§ **To do**:
[A] Answer these from the piece on the Fine Arts Association of Southeastern Kentucky:
(i) In what year did Betty Hamilton found the organization?
(ii) What name was given to the auditorium at Corbin High School?
(iii) At which radio station did the writer take a first job as a DJ, and in what year?
[B] Reproduce word for word the part of the piece on the Fine Arts Association of Southeastern Kentucky starting with "When I was a" and going on through "I had missed.".
[C] Pick up the piece on the Fine Arts Association of Southeastern Kentucky where it stops and keep writing it.

----- Excerpt to read

One of the casualties of the pandemic is the cancellation of the 59th season of the Fine Arts Association of Southeastern Kentucky’s concert series. Betty Hamilton, who passed away in 2011 at 80 years of age, was the driving force behind the organization which she founded in 1962.
She and her surgeon husband, Dr. Harry Hamilton, had moved to Corbin and she was quoted in the Louisville Courier-Journal as saying, “All my life I had lived in cities where concerts were taken for granted. I didn’t want my children to grow up without the same advantages.” And because of her they didn’t!
Because of her dedication to the cause and the many volunteers that have been involved, people of this area have enjoyed 58 seasons of outstanding programs. And to honor Mrs. Hamilton the auditorium at Corbin High School was named the “Betty Hamilton Center for Performing Arts.”
People like Betty Comer, who for the past 18 years has been the Program Chair and worked with Fine Arts for over 50 years, Anne Hoskins, Nannie Hays, Gayle Majors, Sharon Cox, Frances Ball, Lois Wortman, Jo Anne Thomas, Tom Stone, Trent Knuckles and the many others who have worked hard to keep this valuable asset to this area alive are to be commended. Also, the many contributors who have financially supported it are to be commended.
When I was a kid I grew up listening to Frank Sinatra, Jo Stafford, The Mills Brothers, Benny Goodman and others on the radio. During my college days I played classical music on the University of Kentucky’s radio station. In my first job as a DJ in 1961 at WCTT radio station I played standards on my morning show and rock in the afternoon.
While Mrs. Hamilton was forming the Fine Arts Association, I was playing music five hours a day on the radio. I was aware of her efforts then, but I didn’t attend the concerts until many years later. That is when I discovered how much I had missed.
As I look back at the schedule of performers throughout the years I wish I had joined earlier. In my younger life the term “Fine Arts” didn’t resonate with me.

----------
----- Data listing

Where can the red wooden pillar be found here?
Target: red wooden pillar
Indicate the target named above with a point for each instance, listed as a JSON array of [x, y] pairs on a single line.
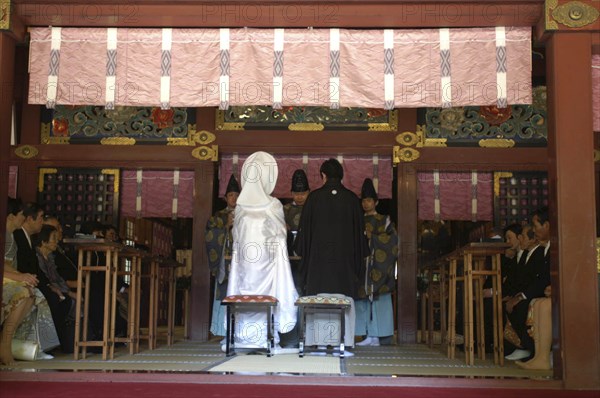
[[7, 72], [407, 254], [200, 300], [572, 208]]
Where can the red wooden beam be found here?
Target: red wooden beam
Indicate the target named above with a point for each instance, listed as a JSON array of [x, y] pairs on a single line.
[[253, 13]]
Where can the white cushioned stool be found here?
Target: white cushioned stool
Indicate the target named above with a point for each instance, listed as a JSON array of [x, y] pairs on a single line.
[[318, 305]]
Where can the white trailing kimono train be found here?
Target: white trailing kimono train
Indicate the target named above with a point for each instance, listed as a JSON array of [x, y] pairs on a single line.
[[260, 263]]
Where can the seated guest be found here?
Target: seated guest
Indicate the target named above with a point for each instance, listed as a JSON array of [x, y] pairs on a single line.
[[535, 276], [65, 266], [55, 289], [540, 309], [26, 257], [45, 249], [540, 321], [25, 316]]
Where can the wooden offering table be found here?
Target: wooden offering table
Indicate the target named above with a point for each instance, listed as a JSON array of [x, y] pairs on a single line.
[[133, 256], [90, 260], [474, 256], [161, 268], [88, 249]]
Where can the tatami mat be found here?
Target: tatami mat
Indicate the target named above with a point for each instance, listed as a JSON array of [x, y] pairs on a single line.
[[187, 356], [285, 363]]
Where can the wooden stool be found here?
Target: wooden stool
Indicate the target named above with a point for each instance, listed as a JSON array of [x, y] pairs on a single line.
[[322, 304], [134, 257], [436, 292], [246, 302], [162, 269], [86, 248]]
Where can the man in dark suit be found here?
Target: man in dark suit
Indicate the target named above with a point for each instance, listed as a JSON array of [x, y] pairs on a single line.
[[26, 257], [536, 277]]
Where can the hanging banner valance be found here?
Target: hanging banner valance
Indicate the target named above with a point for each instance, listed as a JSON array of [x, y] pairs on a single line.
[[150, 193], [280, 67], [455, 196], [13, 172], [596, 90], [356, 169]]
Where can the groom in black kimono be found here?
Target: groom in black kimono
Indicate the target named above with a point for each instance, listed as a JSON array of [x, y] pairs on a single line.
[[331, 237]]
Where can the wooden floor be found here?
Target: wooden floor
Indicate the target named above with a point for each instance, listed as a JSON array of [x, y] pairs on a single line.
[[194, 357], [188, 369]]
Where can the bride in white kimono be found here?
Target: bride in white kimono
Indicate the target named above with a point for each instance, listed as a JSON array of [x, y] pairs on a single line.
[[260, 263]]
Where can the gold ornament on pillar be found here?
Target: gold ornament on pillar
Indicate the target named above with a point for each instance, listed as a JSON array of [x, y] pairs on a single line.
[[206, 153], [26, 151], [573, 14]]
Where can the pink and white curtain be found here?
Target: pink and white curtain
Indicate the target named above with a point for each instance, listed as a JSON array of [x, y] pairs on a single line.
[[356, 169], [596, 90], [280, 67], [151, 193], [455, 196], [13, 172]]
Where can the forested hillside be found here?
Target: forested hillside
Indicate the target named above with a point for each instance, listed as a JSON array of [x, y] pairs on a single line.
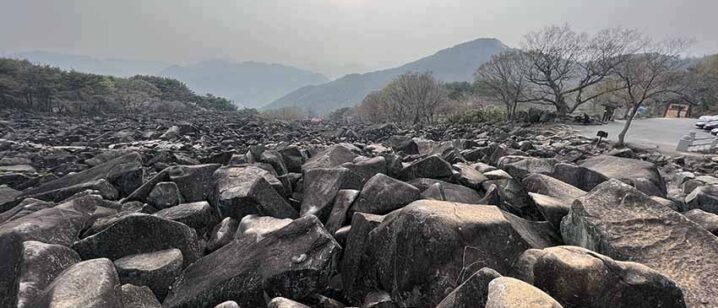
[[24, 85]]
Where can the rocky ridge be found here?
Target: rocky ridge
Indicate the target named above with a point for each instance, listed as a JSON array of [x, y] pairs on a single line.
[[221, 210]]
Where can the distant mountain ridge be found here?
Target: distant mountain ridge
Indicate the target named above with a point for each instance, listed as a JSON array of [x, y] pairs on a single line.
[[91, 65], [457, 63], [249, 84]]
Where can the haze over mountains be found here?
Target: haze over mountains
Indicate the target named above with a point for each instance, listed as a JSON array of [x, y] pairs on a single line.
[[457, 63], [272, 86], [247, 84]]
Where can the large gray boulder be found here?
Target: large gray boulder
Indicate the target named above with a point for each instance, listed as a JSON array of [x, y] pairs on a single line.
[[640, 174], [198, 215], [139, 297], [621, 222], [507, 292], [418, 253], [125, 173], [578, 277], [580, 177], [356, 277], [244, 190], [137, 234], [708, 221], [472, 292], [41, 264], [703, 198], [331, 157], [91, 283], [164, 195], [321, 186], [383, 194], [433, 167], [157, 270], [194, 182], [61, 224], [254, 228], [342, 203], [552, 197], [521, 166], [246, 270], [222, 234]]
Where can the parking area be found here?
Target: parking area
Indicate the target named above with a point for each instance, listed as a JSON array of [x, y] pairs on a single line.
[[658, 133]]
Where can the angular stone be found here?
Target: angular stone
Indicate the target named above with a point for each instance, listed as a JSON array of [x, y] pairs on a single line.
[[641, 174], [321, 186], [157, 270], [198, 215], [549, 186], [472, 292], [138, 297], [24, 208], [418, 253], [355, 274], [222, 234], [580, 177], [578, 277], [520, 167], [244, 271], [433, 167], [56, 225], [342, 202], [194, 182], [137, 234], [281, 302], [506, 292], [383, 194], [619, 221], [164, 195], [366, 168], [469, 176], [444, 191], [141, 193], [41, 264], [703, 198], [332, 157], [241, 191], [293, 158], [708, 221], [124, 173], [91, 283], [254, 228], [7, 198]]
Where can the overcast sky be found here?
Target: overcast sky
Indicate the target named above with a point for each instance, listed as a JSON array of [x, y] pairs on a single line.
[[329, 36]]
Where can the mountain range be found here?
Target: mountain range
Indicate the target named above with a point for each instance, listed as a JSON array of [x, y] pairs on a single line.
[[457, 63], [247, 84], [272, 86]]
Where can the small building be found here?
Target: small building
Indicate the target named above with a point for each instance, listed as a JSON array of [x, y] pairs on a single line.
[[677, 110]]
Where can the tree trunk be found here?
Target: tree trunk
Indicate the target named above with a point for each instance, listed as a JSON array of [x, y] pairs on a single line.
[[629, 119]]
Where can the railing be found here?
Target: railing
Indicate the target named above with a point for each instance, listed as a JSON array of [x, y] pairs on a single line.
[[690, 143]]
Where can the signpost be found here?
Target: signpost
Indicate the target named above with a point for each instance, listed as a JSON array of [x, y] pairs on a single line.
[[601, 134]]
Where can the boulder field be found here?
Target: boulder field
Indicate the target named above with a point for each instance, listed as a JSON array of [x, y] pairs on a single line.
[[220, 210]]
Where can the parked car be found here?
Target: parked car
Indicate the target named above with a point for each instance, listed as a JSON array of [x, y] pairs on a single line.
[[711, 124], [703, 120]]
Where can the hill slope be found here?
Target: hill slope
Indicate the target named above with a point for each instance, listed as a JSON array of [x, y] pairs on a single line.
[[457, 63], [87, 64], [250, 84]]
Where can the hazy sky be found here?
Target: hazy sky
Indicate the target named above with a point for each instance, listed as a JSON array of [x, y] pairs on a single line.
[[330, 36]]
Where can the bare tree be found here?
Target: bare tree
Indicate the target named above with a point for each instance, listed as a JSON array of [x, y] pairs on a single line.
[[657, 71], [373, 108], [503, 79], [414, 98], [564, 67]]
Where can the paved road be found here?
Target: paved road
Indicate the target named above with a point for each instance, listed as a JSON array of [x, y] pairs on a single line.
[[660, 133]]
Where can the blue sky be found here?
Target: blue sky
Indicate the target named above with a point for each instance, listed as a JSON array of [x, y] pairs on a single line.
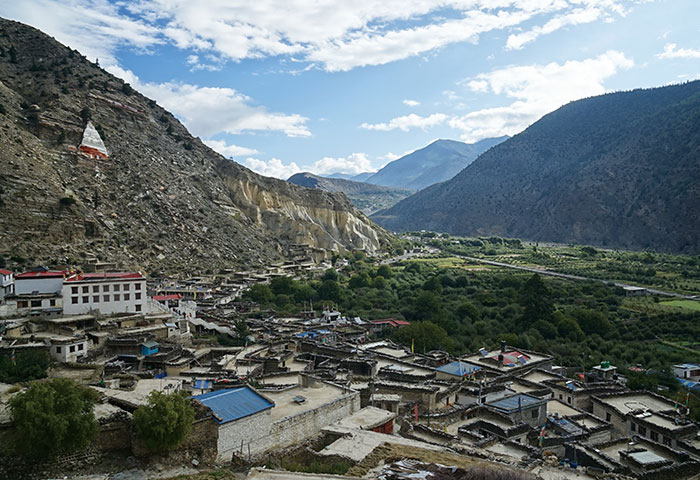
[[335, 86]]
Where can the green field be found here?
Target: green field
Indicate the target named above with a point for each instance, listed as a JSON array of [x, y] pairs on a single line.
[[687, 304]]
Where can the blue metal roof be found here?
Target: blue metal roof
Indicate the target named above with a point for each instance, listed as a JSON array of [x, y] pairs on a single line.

----------

§ **Results in order**:
[A]
(i) 1962
(ii) The "Betty Hamilton Center for Performing Arts"
(iii) WCTT, in 1961

[B]
When I was a kid I grew up listening to Frank Sinatra, Jo Stafford, The Mills Brothers, Benny Goodman and others on the radio. During my college days I played classical music on the University of Kentucky’s radio station. In my first job as a DJ in 1961 at WCTT radio station I played standards on my morning show and rock in the afternoon.
While Mrs. Hamilton was forming the Fine Arts Association, I was playing music five hours a day on the radio. I was aware of her efforts then, but I didn’t attend the concerts until many years later. That is when I discovered how much I had missed.

[C]
Other than rap, hip hop, opera, and some country music, I like most music. I spent part of the weekend listening and watching André Rieu on You Tube.
Nothing can elevate your mood better than good music. I have experienced that exhilaration many times in recent years after attending one of the Fine Arts concert series, something I highly recommend for you when the series resumes next year.
Some of my most enjoyable concerts involved the Karkowska sisters. They started performing in the concert series a little over 20 years ago. Kasha played the piano and Anna played the violin. They performed several times and even took their muscial talents to area schools. Sadly, Anna passed away not long ago.
Not only does it take a lot of time and effort by the volunteers of Fine Arts, it takes a great amount of money to bring the outstanding talent to our area.
Many businesses have been generous in supporting the concert series. It will take extra effort on the part of the business community, as well as the patrons who buy memberships and the volunteers who do the work to have a 59th season next year.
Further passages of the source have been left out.